### Material for the task
- - -
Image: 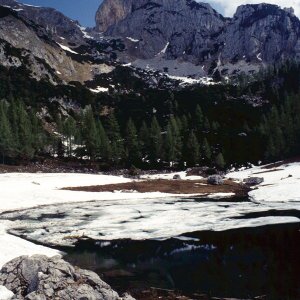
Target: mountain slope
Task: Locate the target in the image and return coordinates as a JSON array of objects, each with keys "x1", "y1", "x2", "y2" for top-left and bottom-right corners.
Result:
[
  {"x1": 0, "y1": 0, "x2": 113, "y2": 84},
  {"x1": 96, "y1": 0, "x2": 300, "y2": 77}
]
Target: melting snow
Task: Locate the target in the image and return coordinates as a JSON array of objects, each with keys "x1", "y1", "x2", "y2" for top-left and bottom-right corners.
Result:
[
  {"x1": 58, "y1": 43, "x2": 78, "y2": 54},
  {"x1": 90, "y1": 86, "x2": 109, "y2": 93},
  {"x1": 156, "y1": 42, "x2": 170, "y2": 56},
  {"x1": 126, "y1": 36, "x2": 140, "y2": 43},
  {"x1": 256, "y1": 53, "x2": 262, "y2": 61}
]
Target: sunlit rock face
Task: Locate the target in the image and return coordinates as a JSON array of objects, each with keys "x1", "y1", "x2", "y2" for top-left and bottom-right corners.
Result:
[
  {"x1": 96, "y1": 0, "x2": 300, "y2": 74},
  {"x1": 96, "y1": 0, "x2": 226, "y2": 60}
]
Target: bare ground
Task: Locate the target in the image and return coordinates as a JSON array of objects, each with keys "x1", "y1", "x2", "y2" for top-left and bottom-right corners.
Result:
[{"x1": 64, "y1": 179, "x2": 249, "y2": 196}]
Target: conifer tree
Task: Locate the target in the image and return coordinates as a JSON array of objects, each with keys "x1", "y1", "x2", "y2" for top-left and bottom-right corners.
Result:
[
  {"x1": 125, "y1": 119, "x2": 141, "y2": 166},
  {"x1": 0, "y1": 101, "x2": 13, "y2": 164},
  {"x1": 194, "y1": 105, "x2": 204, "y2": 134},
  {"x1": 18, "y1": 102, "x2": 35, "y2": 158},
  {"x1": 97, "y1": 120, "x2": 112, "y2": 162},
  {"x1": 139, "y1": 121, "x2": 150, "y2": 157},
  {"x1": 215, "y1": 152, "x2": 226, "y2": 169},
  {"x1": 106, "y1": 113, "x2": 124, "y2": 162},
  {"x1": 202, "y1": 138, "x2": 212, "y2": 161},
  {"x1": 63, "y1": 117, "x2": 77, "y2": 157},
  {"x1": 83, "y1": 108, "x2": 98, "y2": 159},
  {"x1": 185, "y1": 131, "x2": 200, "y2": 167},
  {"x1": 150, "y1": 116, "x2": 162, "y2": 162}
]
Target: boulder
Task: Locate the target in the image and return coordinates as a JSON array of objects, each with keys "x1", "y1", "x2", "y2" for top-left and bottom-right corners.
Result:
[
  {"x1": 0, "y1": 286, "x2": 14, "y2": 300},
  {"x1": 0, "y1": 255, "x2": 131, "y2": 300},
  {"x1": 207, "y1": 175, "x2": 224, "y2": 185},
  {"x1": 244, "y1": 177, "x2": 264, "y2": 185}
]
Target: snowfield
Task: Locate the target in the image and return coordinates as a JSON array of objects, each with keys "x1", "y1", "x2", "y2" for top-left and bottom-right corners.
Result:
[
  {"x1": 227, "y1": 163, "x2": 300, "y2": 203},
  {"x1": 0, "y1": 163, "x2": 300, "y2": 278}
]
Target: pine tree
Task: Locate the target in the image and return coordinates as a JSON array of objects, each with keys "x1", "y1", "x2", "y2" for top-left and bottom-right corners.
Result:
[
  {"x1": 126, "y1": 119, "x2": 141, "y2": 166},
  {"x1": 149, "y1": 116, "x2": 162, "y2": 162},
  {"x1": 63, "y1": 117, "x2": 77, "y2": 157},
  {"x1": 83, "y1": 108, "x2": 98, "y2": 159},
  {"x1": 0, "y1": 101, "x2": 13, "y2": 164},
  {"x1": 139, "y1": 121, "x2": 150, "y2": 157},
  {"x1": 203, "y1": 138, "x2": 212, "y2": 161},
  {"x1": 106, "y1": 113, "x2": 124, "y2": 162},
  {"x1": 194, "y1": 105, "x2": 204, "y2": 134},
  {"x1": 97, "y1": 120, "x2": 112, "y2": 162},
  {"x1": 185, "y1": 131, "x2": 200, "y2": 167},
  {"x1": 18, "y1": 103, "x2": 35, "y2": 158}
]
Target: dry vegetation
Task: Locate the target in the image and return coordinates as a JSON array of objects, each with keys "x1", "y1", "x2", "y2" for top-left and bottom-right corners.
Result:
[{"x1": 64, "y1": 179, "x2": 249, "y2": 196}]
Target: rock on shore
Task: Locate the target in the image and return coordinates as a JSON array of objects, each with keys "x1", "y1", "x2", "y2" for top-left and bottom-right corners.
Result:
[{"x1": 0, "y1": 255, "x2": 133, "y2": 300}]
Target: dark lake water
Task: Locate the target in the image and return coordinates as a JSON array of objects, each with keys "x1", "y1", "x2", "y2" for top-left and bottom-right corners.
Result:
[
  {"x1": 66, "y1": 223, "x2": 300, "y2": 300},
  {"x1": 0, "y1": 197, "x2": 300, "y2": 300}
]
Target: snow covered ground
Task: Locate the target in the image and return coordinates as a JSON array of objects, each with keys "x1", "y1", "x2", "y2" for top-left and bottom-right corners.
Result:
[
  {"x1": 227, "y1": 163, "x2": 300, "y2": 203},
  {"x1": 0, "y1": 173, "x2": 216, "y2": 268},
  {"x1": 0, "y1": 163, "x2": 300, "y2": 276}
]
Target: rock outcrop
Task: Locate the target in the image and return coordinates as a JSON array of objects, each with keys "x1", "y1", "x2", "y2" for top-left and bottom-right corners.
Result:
- - -
### Exercise aim
Render every line of the entries above as a numbered list, omitting any blank lines. Leave the pictures out of the answer.

### Exercise response
1. Image: 
2. Target: mountain slope
3. Task: Locate the target in the image and return coordinates as a JSON array of objects, each with keys "x1", "y1", "x2", "y2" for top-left and bottom-right corners.
4. Result:
5. [
6.   {"x1": 0, "y1": 0, "x2": 113, "y2": 84},
7.   {"x1": 96, "y1": 0, "x2": 300, "y2": 77}
8. ]
9. Target: melting snow
10. Task: Locate the target in the image and return coordinates as a JSON array of objects, each with keys "x1", "y1", "x2", "y2" for top-left and bottom-right corners.
11. Result:
12. [
13.   {"x1": 58, "y1": 43, "x2": 78, "y2": 54},
14.   {"x1": 90, "y1": 86, "x2": 109, "y2": 93},
15.   {"x1": 156, "y1": 42, "x2": 170, "y2": 56},
16.   {"x1": 126, "y1": 36, "x2": 140, "y2": 43},
17.   {"x1": 256, "y1": 53, "x2": 262, "y2": 61}
18. ]
19. Target: sunlit rock face
20. Task: Locate the target in the image and return coordinates as a JSON array of objects, each with keys "x1", "y1", "x2", "y2" for top-left and bottom-right corners.
21. Result:
22. [
23.   {"x1": 96, "y1": 0, "x2": 300, "y2": 74},
24.   {"x1": 96, "y1": 0, "x2": 226, "y2": 60}
25. ]
26. Target: bare ground
27. Task: Locate the target in the image and return coordinates as a JSON array of objects, each with keys "x1", "y1", "x2", "y2" for top-left and bottom-right corners.
28. Result:
29. [{"x1": 64, "y1": 179, "x2": 249, "y2": 196}]
30. Target: conifer tree
31. Task: Locate the target in the image and return coordinates as a JSON array of objects, each with keys "x1", "y1", "x2", "y2" for top-left and bottom-right corners.
32. Result:
33. [
34.   {"x1": 125, "y1": 119, "x2": 141, "y2": 166},
35.   {"x1": 0, "y1": 101, "x2": 13, "y2": 164},
36.   {"x1": 194, "y1": 105, "x2": 204, "y2": 134},
37.   {"x1": 18, "y1": 102, "x2": 35, "y2": 158},
38.   {"x1": 97, "y1": 120, "x2": 112, "y2": 162},
39.   {"x1": 139, "y1": 121, "x2": 150, "y2": 157},
40.   {"x1": 215, "y1": 152, "x2": 226, "y2": 169},
41.   {"x1": 106, "y1": 113, "x2": 124, "y2": 162},
42.   {"x1": 202, "y1": 138, "x2": 212, "y2": 161},
43.   {"x1": 63, "y1": 117, "x2": 77, "y2": 157},
44.   {"x1": 83, "y1": 108, "x2": 98, "y2": 159},
45.   {"x1": 185, "y1": 131, "x2": 200, "y2": 167},
46.   {"x1": 150, "y1": 116, "x2": 162, "y2": 162}
47. ]
48. Target: boulder
49. Task: Locate the target in the image and return coordinates as a JSON array of objects, each with keys "x1", "y1", "x2", "y2" for top-left and bottom-right corners.
50. Result:
51. [
52.   {"x1": 0, "y1": 286, "x2": 14, "y2": 300},
53.   {"x1": 0, "y1": 255, "x2": 131, "y2": 300},
54.   {"x1": 207, "y1": 175, "x2": 224, "y2": 185},
55.   {"x1": 244, "y1": 177, "x2": 264, "y2": 185}
56. ]
57. Target: snowfield
58. Task: Locate the target in the image and return coordinates as a JSON array of objects, each with keys "x1", "y1", "x2", "y2" for top-left and bottom-right corners.
59. Result:
60. [
61.   {"x1": 227, "y1": 163, "x2": 300, "y2": 203},
62.   {"x1": 0, "y1": 163, "x2": 300, "y2": 278}
63. ]
64. Target: pine tree
65. Task: Locate the target in the image and return coordinates as a JSON array of objects, each with keys "x1", "y1", "x2", "y2" for top-left and bottom-right corners.
66. Result:
67. [
68.   {"x1": 126, "y1": 119, "x2": 141, "y2": 166},
69.   {"x1": 149, "y1": 116, "x2": 162, "y2": 162},
70.   {"x1": 63, "y1": 117, "x2": 77, "y2": 157},
71.   {"x1": 83, "y1": 108, "x2": 98, "y2": 159},
72.   {"x1": 0, "y1": 101, "x2": 13, "y2": 164},
73.   {"x1": 139, "y1": 121, "x2": 150, "y2": 157},
74.   {"x1": 203, "y1": 138, "x2": 212, "y2": 161},
75.   {"x1": 106, "y1": 113, "x2": 124, "y2": 162},
76.   {"x1": 194, "y1": 105, "x2": 204, "y2": 134},
77.   {"x1": 97, "y1": 120, "x2": 112, "y2": 162},
78.   {"x1": 185, "y1": 131, "x2": 200, "y2": 167},
79.   {"x1": 18, "y1": 103, "x2": 35, "y2": 158}
80. ]
81. Target: dry vegetation
82. Task: Locate the target in the image and return coordinates as a JSON array of objects, each with keys "x1", "y1", "x2", "y2" for top-left and bottom-right corners.
83. Result:
84. [{"x1": 64, "y1": 179, "x2": 249, "y2": 196}]
85. Target: rock on shore
86. Task: Locate the target in the image and return coordinates as a JSON array of objects, each with keys "x1", "y1", "x2", "y2" for top-left and bottom-right corners.
87. Result:
88. [{"x1": 0, "y1": 255, "x2": 133, "y2": 300}]
89. Target: dark lake water
90. Task: Locate the target in the image and return coordinates as a JSON array of objects, each with keys "x1", "y1", "x2", "y2" for top-left and bottom-right corners.
91. Result:
92. [
93.   {"x1": 66, "y1": 223, "x2": 300, "y2": 300},
94.   {"x1": 0, "y1": 197, "x2": 300, "y2": 300}
95. ]
96. Target: snow covered ground
97. Task: Locate the target in the image and return coordinates as a JSON array of objects, each with keys "x1", "y1", "x2", "y2" for top-left and bottom-right corners.
98. Result:
99. [
100.   {"x1": 227, "y1": 163, "x2": 300, "y2": 203},
101.   {"x1": 0, "y1": 173, "x2": 216, "y2": 268},
102.   {"x1": 0, "y1": 163, "x2": 300, "y2": 276}
103. ]
104. Target: rock outcrop
105. Task: Locate the target in the image and return coordinates as a JSON array of objects, each with keys "x1", "y1", "x2", "y2" for top-left and bottom-right corners.
106. Result:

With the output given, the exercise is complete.